_What to work on_:
Write the next part of the short essay about the iPod, picking up after its final sentence.

Last Thoughts: the tales that survive
Cribs beat iPods…
I was just dropping the cartoon below onto another page in this issue, chuckling to myself, when I realised something:

Most people in their late teens or below don’t know what an iPod is. There hasn't been a new model in over half a decade — the line was killed by the iPhone & apps.
I bought one of the very original iPods, back in 2002, and was roundly mocked by Lorna — then just my girlfriend — for looking like I had medical equipment hooked up to me: the now iconic white headphones were weird and unsettling originally. Now? What was an innovation 23 years ago is obsolete. I take my old iPods to work, on occasions, to illustrate to unbelieving undergraduates that they’re the reason podcasts are called what they are. (You were broadcasting to an iPod, hence the name.)

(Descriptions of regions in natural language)
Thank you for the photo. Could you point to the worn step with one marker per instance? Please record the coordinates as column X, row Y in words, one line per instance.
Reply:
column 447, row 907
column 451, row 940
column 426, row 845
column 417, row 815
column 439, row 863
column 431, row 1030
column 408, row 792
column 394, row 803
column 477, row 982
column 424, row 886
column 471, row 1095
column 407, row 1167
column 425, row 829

_Output_:
Crib continuity
Things come and things go, but one of the delights of the crib service is that it’s a thread of continuity through time. As my girls rehearse, I can think of my own school and church nativities as a child in Scotland, and back through time to my parent’s upbringing post-war in London.
It’s fair to say that the Church of England is going through a rough patch at the moment. But that thread of continuity, of love and of hope that the crib service represents reminds us that some stories, some messages, are bigger than the latest tech innovation, or the political narrative of the day.
Children may not know about the iPod, but they know about baby Jesus in his manger.